* [LESETEXT]
<<<<
Die chemische Industrie liefert wichtige Rohstoffe, die als Grundlage für viele Endprodukte dienen, welche uns im täglichen Leben begleiten. Vakuumtechnik hat einen großen Anteil daran, dass diese wichtigen Rohstoffe überhaupt entstehen können. Sie kommt in vielen Anwendungen der chemischen Industrie zum Einsatz, etwa in der Polykondensation. Dabei handelt es sich um eine Kettenreaktion niedermolekularer Verbindungen, der Monomere. Die funktionalen Gruppen der beteiligten Monomere reagieren in der Regel unter Abspaltung von Wasser zu langkettigen Molekülen, den Polymeren. Entsprechend können nur Monomere mit mindestens zwei funktionalen Gruppen Ketten oder Netze bilden.
>>>>
* [ROHDATEN]
<<<<
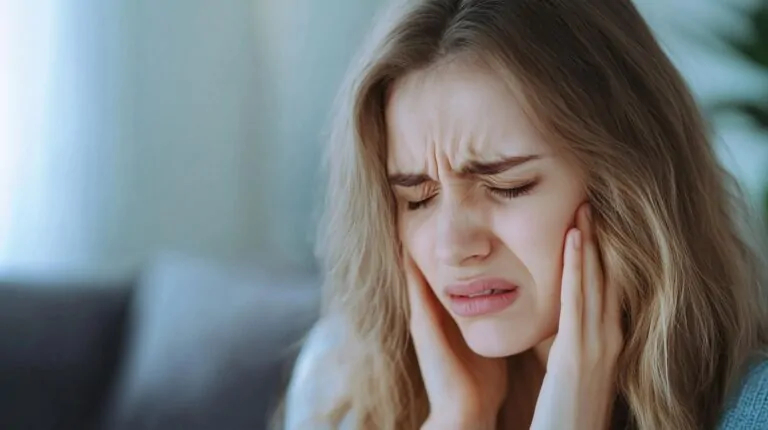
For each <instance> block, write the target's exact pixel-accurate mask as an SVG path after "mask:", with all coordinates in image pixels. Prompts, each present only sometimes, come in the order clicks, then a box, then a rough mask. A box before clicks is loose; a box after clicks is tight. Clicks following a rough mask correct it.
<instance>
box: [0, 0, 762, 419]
mask: <svg viewBox="0 0 768 430" xmlns="http://www.w3.org/2000/svg"><path fill="white" fill-rule="evenodd" d="M381 3H383V1H381V0H323V1H319V0H281V1H267V0H183V1H182V0H164V1H151V0H47V1H46V0H0V287H3V286H5V287H6V288H5V290H4V289H3V288H0V344H2V345H0V351H3V353H2V355H0V374H2V375H3V377H4V378H5V379H0V382H2V383H0V387H4V390H5V391H3V389H0V405H2V406H0V416H3V417H4V419H5V420H8V419H9V418H8V417H16V418H17V419H18V421H17V422H19V423H26V424H23V425H22V424H19V426H18V427H13V426H11V427H10V428H25V429H37V428H40V429H43V428H45V429H47V428H86V427H84V426H83V424H82V423H83V422H86V421H87V422H96V421H98V422H101V421H100V420H102V418H103V416H105V415H104V412H103V410H113V411H114V410H116V411H118V412H117V413H116V414H115V413H112V415H110V416H118V417H121V418H110V419H112V421H111V422H112V423H113V424H114V423H122V424H119V425H117V424H114V425H113V426H112V427H110V428H126V429H138V428H146V429H150V428H158V429H159V428H186V429H192V428H222V429H226V428H231V429H235V428H254V427H253V426H251V427H246V426H245V425H243V427H240V426H239V425H240V424H242V423H244V422H246V421H247V420H248V419H249V418H247V417H248V416H251V418H253V416H257V418H256V419H257V420H260V421H259V422H261V421H263V418H264V417H265V416H266V414H267V412H266V411H267V410H271V409H270V408H272V406H274V402H273V401H272V400H270V401H269V402H266V403H265V402H262V404H263V405H262V406H259V407H257V408H256V409H255V412H254V410H252V409H253V408H250V409H248V408H247V407H246V408H245V409H242V408H241V409H242V410H240V412H234V411H233V410H231V409H227V408H232V407H234V406H232V405H245V404H253V403H248V402H252V401H253V402H257V401H258V400H254V399H255V398H253V399H252V397H253V396H254V395H255V396H257V397H258V395H260V393H262V392H263V391H267V390H268V389H267V388H265V387H266V386H267V385H269V386H270V387H272V388H269V390H273V391H274V387H277V386H278V385H279V381H278V379H279V378H277V379H276V377H273V376H274V375H272V376H269V378H267V377H266V376H265V377H264V378H266V379H264V378H262V379H258V378H256V379H253V378H251V379H248V378H246V377H244V376H243V375H254V374H256V373H258V372H262V373H264V374H279V373H280V371H278V370H279V369H283V368H284V367H285V366H282V367H281V365H278V364H275V363H277V361H279V360H276V359H275V360H273V361H274V362H272V361H270V363H272V364H270V365H269V366H267V365H263V366H262V367H259V368H258V369H260V370H258V369H257V370H258V372H257V370H254V369H253V368H252V367H248V366H254V364H253V363H252V362H253V361H258V360H256V358H257V357H263V356H264V355H266V354H267V353H265V351H275V350H277V349H278V347H279V346H282V345H285V344H286V343H289V342H290V341H295V340H296V339H298V336H299V334H298V333H302V332H304V331H305V330H306V328H307V327H309V325H311V322H312V318H314V315H315V313H316V307H317V306H316V303H317V300H316V295H314V294H315V293H314V292H315V291H316V290H317V288H316V287H317V284H318V282H317V278H316V276H315V273H316V267H315V261H314V258H313V235H314V229H315V220H316V215H317V205H316V203H318V202H319V200H320V196H321V194H322V191H323V190H322V181H321V180H320V179H321V178H320V176H319V168H320V166H319V159H320V154H321V149H322V146H323V143H324V140H325V137H326V131H327V125H328V119H329V116H330V108H331V106H332V102H333V98H334V96H335V93H336V91H337V89H338V86H339V84H340V82H341V79H342V76H343V75H344V72H345V70H346V68H347V65H348V63H349V61H350V59H351V58H352V56H353V54H354V52H355V50H356V48H357V47H358V44H359V43H360V41H361V40H362V37H363V36H364V34H365V33H366V31H367V30H368V29H369V28H370V26H371V20H372V18H373V16H374V14H375V13H376V11H377V10H378V9H379V7H380V6H381ZM636 4H637V6H638V7H639V8H640V10H641V12H642V13H643V14H644V15H645V17H646V18H647V20H648V22H649V23H650V25H651V26H652V28H653V30H654V31H655V32H656V33H657V35H658V37H659V40H660V42H661V43H662V45H663V46H664V48H665V49H666V50H667V51H668V52H669V54H670V56H671V57H672V59H673V61H674V62H675V63H676V65H677V66H678V67H679V69H680V70H681V71H682V73H683V75H684V76H685V78H686V79H687V81H688V83H689V84H690V86H691V88H692V89H693V91H694V93H695V95H696V97H697V98H698V100H699V102H700V104H701V106H702V107H703V109H704V111H705V113H706V115H707V118H708V120H709V121H710V123H711V125H712V128H713V133H714V136H715V137H714V143H715V145H716V146H717V150H718V153H719V154H720V156H721V159H722V160H723V162H724V164H725V165H726V166H727V167H728V169H730V170H731V171H732V172H733V173H734V174H735V175H736V176H737V178H738V179H739V180H740V181H741V183H742V185H743V186H744V187H745V189H746V190H747V192H748V197H749V199H750V203H751V204H752V205H753V206H754V207H755V208H757V209H758V210H760V211H763V210H764V209H765V208H766V207H768V205H766V202H768V199H766V195H768V194H767V192H766V190H767V189H768V177H767V176H766V171H767V169H766V167H768V1H766V0H636ZM169 255H172V256H173V257H171V258H169V257H168V256H169ZM157 261H162V262H164V263H162V264H158V263H157ZM169 261H170V263H169ZM212 262H215V263H212ZM148 267H150V268H151V269H147V268H148ZM276 273H279V274H280V275H276ZM134 278H140V279H141V280H140V281H135V282H134V281H126V282H122V281H120V282H117V281H110V282H102V283H101V284H99V287H98V288H95V289H94V287H93V286H92V285H91V284H90V283H89V282H90V281H89V282H85V283H83V282H79V283H78V282H74V283H73V282H71V281H67V282H62V281H61V280H62V279H69V280H71V279H81V280H95V279H102V280H103V279H110V280H132V279H134ZM4 279H5V280H6V281H3V280H4ZM29 279H35V280H36V281H35V282H32V283H29V282H27V281H26V280H29ZM8 280H13V281H8ZM18 280H25V281H24V282H20V281H18ZM50 281H55V282H54V284H55V285H56V288H53V290H55V291H56V293H53V294H51V293H49V291H50V290H51V288H43V287H40V288H37V291H44V292H45V293H40V294H36V295H33V297H32V298H30V297H29V293H28V291H29V290H32V289H34V288H33V287H32V285H33V284H34V285H35V286H37V287H39V286H40V285H41V284H43V285H47V286H50V285H48V284H46V283H47V282H50ZM3 282H5V284H3ZM62 285H64V286H66V288H63V287H62ZM104 286H107V287H108V288H103V287H104ZM150 287H151V288H150ZM6 290H7V291H6ZM95 290H99V291H100V293H99V294H112V295H109V296H106V295H104V296H102V295H99V296H98V297H97V296H95V295H94V294H96V293H94V292H93V291H95ZM104 290H109V291H119V293H104ZM265 290H269V291H272V293H269V294H266V293H264V291H265ZM8 291H11V292H8ZM83 291H85V292H83ZM137 291H138V292H137ZM307 291H310V292H311V293H308V292H307ZM75 298H76V299H75ZM257 314H258V315H257ZM254 315H256V316H254ZM302 318H303V319H302ZM287 319H290V320H291V321H290V323H289V322H288V321H287ZM297 321H298V322H297ZM284 326H292V327H294V330H293V331H292V332H291V333H293V334H290V335H287V334H284V335H277V334H276V333H277V332H278V331H279V330H282V329H278V328H277V327H284ZM54 329H57V330H59V332H57V333H58V334H56V333H54V334H52V333H51V331H52V330H54ZM281 333H282V332H281ZM238 334H240V335H242V336H244V337H245V338H247V339H248V340H247V341H242V340H232V339H234V338H236V337H237V336H238ZM124 338H125V340H124ZM230 338H231V339H230ZM73 339H75V340H76V342H75V340H73ZM115 339H117V340H115ZM221 339H229V340H227V342H229V343H228V344H227V345H229V346H226V347H225V346H222V345H224V343H221V342H223V341H222V340H221ZM238 339H239V338H238ZM230 340H231V341H230ZM73 342H75V343H77V345H79V346H78V347H77V348H76V347H74V346H72V343H73ZM216 342H219V343H218V344H217V343H216ZM265 342H272V343H271V344H268V343H265ZM233 345H241V346H233ZM242 345H247V346H248V347H247V348H245V347H243V346H242ZM265 345H267V346H265ZM270 345H271V346H270ZM243 348H245V349H243ZM9 351H12V352H13V353H10V354H9ZM62 351H66V352H67V354H69V355H67V354H64V356H63V357H64V358H56V359H54V358H52V357H54V356H55V357H58V355H57V354H59V353H61V352H62ZM93 351H97V352H98V353H99V355H98V356H94V354H93ZM14 354H16V355H14ZM216 354H218V355H216ZM14 357H15V358H14ZM262 361H263V358H262ZM73 363H74V364H73ZM9 366H10V367H9ZM270 366H271V367H270ZM9 368H11V369H12V370H10V371H9V370H8V369H9ZM233 369H234V370H233ZM236 369H241V370H240V371H237V370H236ZM265 369H267V370H265ZM275 369H278V370H275ZM14 372H15V373H14ZM238 372H239V373H238ZM11 374H14V375H16V374H18V375H21V376H18V377H16V379H12V378H11V379H9V377H8V376H7V375H11ZM41 375H42V376H41ZM52 375H53V376H52ZM60 375H64V376H60ZM232 375H235V376H232ZM30 378H31V379H30ZM57 378H58V379H57ZM89 378H90V379H89ZM227 378H229V379H227ZM270 378H271V379H270ZM161 380H162V381H161ZM220 380H226V381H230V382H231V383H230V385H226V384H224V385H226V387H224V388H222V387H223V386H222V385H221V383H219V382H216V383H215V384H218V385H215V384H214V382H211V381H220ZM236 380H239V382H237V381H236ZM244 380H245V381H247V383H248V384H250V385H247V384H245V388H243V387H242V386H243V385H244V382H243V381H244ZM31 381H32V382H31ZM73 381H77V382H76V383H75V382H73ZM163 381H164V382H163ZM169 381H170V382H169ZM238 383H239V384H240V385H241V387H240V388H238V389H232V386H235V385H237V384H238ZM77 384H79V385H77ZM164 384H165V386H166V387H171V388H166V389H160V388H158V387H161V386H163V385H164ZM169 384H170V385H169ZM210 384H214V385H215V386H216V387H218V388H215V389H214V388H211V387H212V386H213V385H210ZM75 385H77V386H82V387H84V388H82V390H83V391H82V392H80V393H81V394H77V393H78V391H77V390H74V389H73V386H75ZM9 387H10V388H9ZM62 387H66V388H67V389H66V390H63V388H62ZM147 387H148V388H147ZM54 388H56V389H61V390H60V391H61V395H60V396H58V397H56V395H54V394H52V393H54V392H55V391H56V389H54ZM73 390H74V391H73ZM164 390H165V391H164ZM217 390H218V391H217ZM20 393H24V394H23V395H22V394H20ZM147 393H150V394H147ZM180 393H182V394H183V395H182V394H180ZM205 393H208V394H207V395H208V396H209V397H210V396H214V397H215V396H218V400H210V399H209V400H200V399H201V398H202V397H200V396H204V395H206V394H205ZM223 393H226V394H223ZM195 396H198V397H195ZM228 396H229V397H228ZM249 396H250V397H249ZM274 397H275V396H271V398H272V399H273V398H274ZM102 398H109V399H112V400H110V401H105V400H102ZM20 399H21V400H20ZM40 399H43V400H40ZM137 399H138V400H137ZM169 399H173V402H177V403H178V402H181V403H182V404H183V408H182V409H183V410H184V411H186V412H185V413H186V415H185V413H175V414H167V413H166V414H165V415H163V413H164V412H162V411H166V412H167V411H169V410H173V405H169V403H168V402H169ZM233 399H234V400H233ZM211 402H213V403H215V404H216V405H215V406H212V407H210V408H209V409H206V407H203V406H201V405H204V404H206V405H209V404H210V403H211ZM129 404H130V405H133V406H130V407H128V406H125V405H129ZM137 404H138V405H139V406H136V405H137ZM115 405H117V406H115ZM158 405H164V406H162V407H161V406H158ZM174 405H176V403H174ZM55 408H58V409H57V410H59V412H58V414H59V415H56V414H53V415H51V414H49V415H50V416H52V417H54V418H50V417H49V418H43V417H42V416H41V415H40V414H39V411H50V410H53V409H55ZM191 410H194V411H196V415H195V414H191V415H190V412H189V411H191ZM243 410H247V411H246V412H243ZM205 411H208V412H205ZM206 413H207V414H208V415H206V418H201V417H202V416H203V415H204V414H206ZM238 414H240V415H238ZM249 414H251V415H249ZM254 414H255V415H254ZM107 415H109V414H107ZM182 416H186V417H187V418H184V419H182V418H179V417H182ZM84 417H85V418H84ZM97 417H98V418H97ZM126 417H128V418H126ZM162 417H165V418H162ZM169 417H170V418H169ZM189 417H195V418H189ZM222 417H229V419H231V420H232V421H229V424H222V423H226V422H227V421H226V419H223V418H222ZM233 417H241V418H242V419H241V420H240V421H237V419H236V418H233ZM10 419H13V418H10ZM24 420H27V421H24ZM35 420H37V421H35ZM45 420H48V421H45ZM56 420H58V421H56ZM78 420H79V421H78ZM84 420H85V421H84ZM164 420H166V421H164ZM168 420H170V421H168ZM174 420H175V421H174ZM185 420H186V421H185ZM31 422H35V423H37V424H38V425H37V426H35V425H33V424H29V423H31ZM236 422H237V423H240V424H236ZM7 423H8V421H5V422H4V423H3V424H7ZM46 423H48V424H49V425H50V427H45V425H46ZM65 423H68V424H65ZM121 425H122V427H121ZM196 426H197V427H196ZM4 428H5V427H4Z"/></svg>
>>>>
* [AUFGABE 1]
Was wird laut dem Text über Vakuumtechnik bei der Reaktion der funktionalen Gruppen der Monomere in der Regel abgespalten?
* [AUFGABE 2]
Schreib aus dem Text über Vakuumtechnik den Abschnitt, beginnend mit "Die chemische Industrie" und weiter bis einschließlich "oder Netze bilden.", noch einmal ab und tausche dabei "Endprodukte" gegen "Fertigprodukte" aus.
* [AUFGABE 3]
Bitte führe den Text über Vakuumtechnik im Anschluss an seinen letzten Satz weiter.

* [ANTWORT 1]
Wasser.

* [ANTWORT 2]
Die chemische Industrie liefert wichtige Rohstoffe, die als Grundlage für viele Fertigprodukte dienen, welche uns im täglichen Leben begleiten. Vakuumtechnik hat einen großen Anteil daran, dass diese wichtigen Rohstoffe überhaupt entstehen können. Sie kommt in vielen Anwendungen der chemischen Industrie zum Einsatz, etwa in der Polykondensation. Dabei handelt es sich um eine Kettenreaktion niedermolekularer Verbindungen, der Monomere. Die funktionalen Gruppen der beteiligten Monomere reagieren in der Regel unter Abspaltung von Wasser zu langkettigen Molekülen, den Polymeren. Entsprechend können nur Monomere mit mindestens zwei funktionalen Gruppen Ketten oder Netze bilden.

* [ANTWORT 3]
Welches Produkt am Ende einer Polykondensation entsteht, hängt von Anzahl und Art der funktionalen Gruppen des reagierenden Monomers ab. Bei diesem Prozess hilft Vakuumtechnik, unerwünschte Nebenprodukte der Polykondensation zu eliminieren. In der Polymerchemie ist die Polykondensation eines der wichtigsten Verfahren, etwa um Kunststoffe wie Polyethylenterephthalat (PET), Polyethylen oder Polycarbonat in großen Mengen herzustellen. Auch Klebstoffe werden auf diese Weise produziert, ebenso wie Bremsbeläge für Autos.
Vakuumbedingungen im Feinvakuumbereich zwischen 1 und 10 mbar sind ein unverzichtbarer Teil des Polykondensationsprozesses, insbesondere bei der Herstellung von hochwertigen Kunststoffen. Im Zusammenspiel mit der Temperatur steuert Vakuumtechnik die komplette Polykondensation und beeinflusst das entstehende Endprodukt maßgeblich. Bereits kleinste Druckschwankungen während der Reaktion können dazu führen, dass das Endprodukt beschädigt oder sogar unbrauchbar wird. Besonders bei temperaturempfindlichen Stoffen verringert Vakuum die thermische Belastung im Prozess. Ohne Vakuum wäre die Herstellung bestimmter Kunststoffe gar nicht möglich, sie würden verbrennen.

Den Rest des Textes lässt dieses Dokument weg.